Work instructions: Scan the lines below for "field" and copy the matches.

[Saved entries]
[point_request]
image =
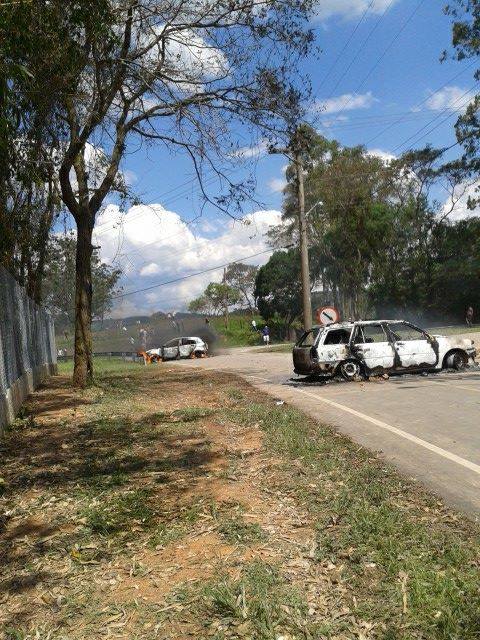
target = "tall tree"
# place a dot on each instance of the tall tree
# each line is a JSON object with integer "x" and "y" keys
{"x": 242, "y": 278}
{"x": 466, "y": 45}
{"x": 179, "y": 73}
{"x": 59, "y": 294}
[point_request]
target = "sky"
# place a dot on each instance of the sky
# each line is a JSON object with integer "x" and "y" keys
{"x": 378, "y": 82}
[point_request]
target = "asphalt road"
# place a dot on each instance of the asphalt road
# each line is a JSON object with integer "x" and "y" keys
{"x": 428, "y": 426}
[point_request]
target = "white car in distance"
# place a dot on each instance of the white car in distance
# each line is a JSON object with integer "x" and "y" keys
{"x": 191, "y": 347}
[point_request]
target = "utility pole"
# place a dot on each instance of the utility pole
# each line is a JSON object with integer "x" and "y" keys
{"x": 302, "y": 229}
{"x": 225, "y": 307}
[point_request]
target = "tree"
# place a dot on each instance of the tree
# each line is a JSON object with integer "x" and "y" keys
{"x": 278, "y": 287}
{"x": 466, "y": 44}
{"x": 217, "y": 297}
{"x": 29, "y": 193}
{"x": 178, "y": 73}
{"x": 242, "y": 278}
{"x": 60, "y": 281}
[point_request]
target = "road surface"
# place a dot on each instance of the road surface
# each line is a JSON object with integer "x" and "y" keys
{"x": 428, "y": 426}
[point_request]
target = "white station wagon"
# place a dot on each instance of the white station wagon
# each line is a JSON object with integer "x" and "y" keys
{"x": 372, "y": 347}
{"x": 191, "y": 347}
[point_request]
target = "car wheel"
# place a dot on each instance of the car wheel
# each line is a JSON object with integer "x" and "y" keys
{"x": 350, "y": 370}
{"x": 457, "y": 360}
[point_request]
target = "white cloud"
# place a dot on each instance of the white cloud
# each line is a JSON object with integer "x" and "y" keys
{"x": 252, "y": 151}
{"x": 461, "y": 195}
{"x": 152, "y": 241}
{"x": 452, "y": 98}
{"x": 151, "y": 269}
{"x": 334, "y": 120}
{"x": 277, "y": 185}
{"x": 386, "y": 156}
{"x": 346, "y": 102}
{"x": 349, "y": 9}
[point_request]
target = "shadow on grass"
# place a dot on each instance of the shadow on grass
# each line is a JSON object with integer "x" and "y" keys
{"x": 98, "y": 459}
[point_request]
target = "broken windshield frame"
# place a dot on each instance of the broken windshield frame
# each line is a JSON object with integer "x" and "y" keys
{"x": 309, "y": 338}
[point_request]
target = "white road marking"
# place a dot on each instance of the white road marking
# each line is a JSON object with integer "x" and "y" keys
{"x": 388, "y": 427}
{"x": 457, "y": 386}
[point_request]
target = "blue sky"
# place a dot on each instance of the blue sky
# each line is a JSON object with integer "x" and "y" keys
{"x": 387, "y": 90}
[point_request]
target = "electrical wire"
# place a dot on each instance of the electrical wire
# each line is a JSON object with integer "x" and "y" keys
{"x": 382, "y": 56}
{"x": 198, "y": 273}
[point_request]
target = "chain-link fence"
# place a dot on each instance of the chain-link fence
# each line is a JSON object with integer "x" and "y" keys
{"x": 27, "y": 346}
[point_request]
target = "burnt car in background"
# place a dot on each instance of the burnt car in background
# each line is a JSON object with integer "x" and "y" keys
{"x": 373, "y": 347}
{"x": 190, "y": 347}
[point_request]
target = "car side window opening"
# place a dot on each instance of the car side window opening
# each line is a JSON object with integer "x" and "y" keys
{"x": 337, "y": 336}
{"x": 404, "y": 332}
{"x": 369, "y": 333}
{"x": 309, "y": 338}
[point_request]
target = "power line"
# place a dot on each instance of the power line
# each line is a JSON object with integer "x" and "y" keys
{"x": 383, "y": 54}
{"x": 347, "y": 42}
{"x": 362, "y": 46}
{"x": 198, "y": 273}
{"x": 422, "y": 102}
{"x": 451, "y": 114}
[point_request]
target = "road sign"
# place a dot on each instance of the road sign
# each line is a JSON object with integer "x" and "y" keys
{"x": 327, "y": 315}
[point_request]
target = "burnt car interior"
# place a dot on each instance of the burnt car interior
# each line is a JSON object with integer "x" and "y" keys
{"x": 337, "y": 336}
{"x": 370, "y": 333}
{"x": 405, "y": 332}
{"x": 308, "y": 339}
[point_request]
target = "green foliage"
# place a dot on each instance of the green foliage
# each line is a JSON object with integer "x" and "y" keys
{"x": 237, "y": 531}
{"x": 59, "y": 287}
{"x": 239, "y": 331}
{"x": 216, "y": 297}
{"x": 242, "y": 278}
{"x": 260, "y": 600}
{"x": 278, "y": 287}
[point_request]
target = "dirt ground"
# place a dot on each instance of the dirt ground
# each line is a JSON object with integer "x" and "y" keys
{"x": 155, "y": 505}
{"x": 212, "y": 487}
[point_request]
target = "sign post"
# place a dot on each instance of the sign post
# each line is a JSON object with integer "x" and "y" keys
{"x": 327, "y": 315}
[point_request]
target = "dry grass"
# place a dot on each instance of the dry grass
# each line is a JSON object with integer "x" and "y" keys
{"x": 177, "y": 504}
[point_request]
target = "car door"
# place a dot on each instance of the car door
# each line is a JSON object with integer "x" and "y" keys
{"x": 187, "y": 346}
{"x": 414, "y": 348}
{"x": 170, "y": 350}
{"x": 333, "y": 347}
{"x": 304, "y": 351}
{"x": 370, "y": 344}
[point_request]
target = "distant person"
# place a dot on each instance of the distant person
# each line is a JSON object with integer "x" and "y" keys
{"x": 266, "y": 335}
{"x": 469, "y": 317}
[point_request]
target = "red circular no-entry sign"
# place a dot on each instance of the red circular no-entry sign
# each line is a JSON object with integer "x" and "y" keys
{"x": 327, "y": 315}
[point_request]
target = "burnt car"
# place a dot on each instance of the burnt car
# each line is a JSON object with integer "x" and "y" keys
{"x": 373, "y": 347}
{"x": 191, "y": 347}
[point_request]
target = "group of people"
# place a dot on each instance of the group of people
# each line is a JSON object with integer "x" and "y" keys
{"x": 265, "y": 332}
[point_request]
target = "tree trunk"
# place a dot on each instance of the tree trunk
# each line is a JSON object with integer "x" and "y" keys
{"x": 83, "y": 366}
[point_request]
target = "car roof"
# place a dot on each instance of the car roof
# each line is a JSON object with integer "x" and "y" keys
{"x": 349, "y": 325}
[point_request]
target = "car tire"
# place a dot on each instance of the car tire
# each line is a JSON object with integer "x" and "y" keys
{"x": 350, "y": 370}
{"x": 457, "y": 360}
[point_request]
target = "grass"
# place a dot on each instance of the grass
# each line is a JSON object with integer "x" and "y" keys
{"x": 237, "y": 531}
{"x": 259, "y": 604}
{"x": 128, "y": 479}
{"x": 278, "y": 348}
{"x": 239, "y": 332}
{"x": 380, "y": 528}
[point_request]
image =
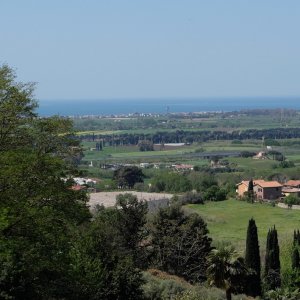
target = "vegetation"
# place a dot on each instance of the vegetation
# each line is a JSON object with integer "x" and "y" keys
{"x": 52, "y": 247}
{"x": 272, "y": 261}
{"x": 180, "y": 243}
{"x": 252, "y": 260}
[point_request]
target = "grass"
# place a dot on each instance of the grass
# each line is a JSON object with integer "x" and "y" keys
{"x": 228, "y": 221}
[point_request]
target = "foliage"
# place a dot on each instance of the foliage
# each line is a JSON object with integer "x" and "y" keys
{"x": 214, "y": 193}
{"x": 247, "y": 154}
{"x": 160, "y": 285}
{"x": 291, "y": 200}
{"x": 272, "y": 262}
{"x": 145, "y": 145}
{"x": 102, "y": 266}
{"x": 180, "y": 243}
{"x": 252, "y": 260}
{"x": 131, "y": 219}
{"x": 171, "y": 182}
{"x": 191, "y": 198}
{"x": 295, "y": 259}
{"x": 226, "y": 272}
{"x": 38, "y": 210}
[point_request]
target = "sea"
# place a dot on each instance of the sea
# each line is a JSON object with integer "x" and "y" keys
{"x": 160, "y": 106}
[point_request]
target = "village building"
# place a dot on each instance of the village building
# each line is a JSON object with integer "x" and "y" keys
{"x": 293, "y": 183}
{"x": 263, "y": 190}
{"x": 286, "y": 191}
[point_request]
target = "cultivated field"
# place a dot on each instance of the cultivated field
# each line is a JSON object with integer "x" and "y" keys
{"x": 228, "y": 220}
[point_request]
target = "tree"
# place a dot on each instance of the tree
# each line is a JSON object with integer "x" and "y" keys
{"x": 252, "y": 260}
{"x": 38, "y": 210}
{"x": 128, "y": 176}
{"x": 145, "y": 145}
{"x": 224, "y": 271}
{"x": 131, "y": 219}
{"x": 180, "y": 243}
{"x": 272, "y": 262}
{"x": 295, "y": 259}
{"x": 101, "y": 265}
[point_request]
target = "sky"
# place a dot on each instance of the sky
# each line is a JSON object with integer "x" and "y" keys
{"x": 142, "y": 49}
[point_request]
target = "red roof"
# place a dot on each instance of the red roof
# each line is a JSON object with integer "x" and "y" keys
{"x": 293, "y": 183}
{"x": 262, "y": 183}
{"x": 77, "y": 187}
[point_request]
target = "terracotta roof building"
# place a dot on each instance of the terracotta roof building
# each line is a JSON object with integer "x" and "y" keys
{"x": 263, "y": 190}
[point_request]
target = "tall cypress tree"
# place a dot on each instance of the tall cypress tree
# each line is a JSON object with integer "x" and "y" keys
{"x": 295, "y": 259}
{"x": 272, "y": 261}
{"x": 252, "y": 260}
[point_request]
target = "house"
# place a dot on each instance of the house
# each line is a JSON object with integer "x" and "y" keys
{"x": 286, "y": 191}
{"x": 183, "y": 167}
{"x": 267, "y": 190}
{"x": 292, "y": 184}
{"x": 260, "y": 155}
{"x": 263, "y": 190}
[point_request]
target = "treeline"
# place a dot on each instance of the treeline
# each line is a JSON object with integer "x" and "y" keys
{"x": 181, "y": 136}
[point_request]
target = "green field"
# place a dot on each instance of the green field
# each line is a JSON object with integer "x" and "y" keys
{"x": 228, "y": 221}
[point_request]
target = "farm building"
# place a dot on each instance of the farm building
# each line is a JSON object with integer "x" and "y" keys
{"x": 263, "y": 190}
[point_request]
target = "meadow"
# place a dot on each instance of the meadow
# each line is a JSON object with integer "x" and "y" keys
{"x": 228, "y": 221}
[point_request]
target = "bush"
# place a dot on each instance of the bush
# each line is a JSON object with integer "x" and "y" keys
{"x": 236, "y": 142}
{"x": 291, "y": 200}
{"x": 246, "y": 154}
{"x": 214, "y": 193}
{"x": 161, "y": 285}
{"x": 191, "y": 198}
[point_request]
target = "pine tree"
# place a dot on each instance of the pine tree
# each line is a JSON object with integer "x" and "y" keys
{"x": 252, "y": 260}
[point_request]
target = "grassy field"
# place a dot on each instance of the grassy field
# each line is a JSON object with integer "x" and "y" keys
{"x": 228, "y": 221}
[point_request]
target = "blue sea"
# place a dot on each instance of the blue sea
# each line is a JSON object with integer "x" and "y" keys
{"x": 127, "y": 106}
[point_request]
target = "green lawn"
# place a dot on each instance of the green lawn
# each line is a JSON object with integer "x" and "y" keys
{"x": 228, "y": 220}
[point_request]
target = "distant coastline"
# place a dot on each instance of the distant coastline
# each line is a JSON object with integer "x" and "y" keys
{"x": 160, "y": 106}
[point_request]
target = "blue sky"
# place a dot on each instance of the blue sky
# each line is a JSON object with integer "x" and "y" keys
{"x": 94, "y": 49}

Response:
target = "cultivated field"
# place a dot on each instance of the cultivated field
target = "green field"
# place a dot on each instance of the green field
target = "grassy field"
# place a dot on each instance of the grassy field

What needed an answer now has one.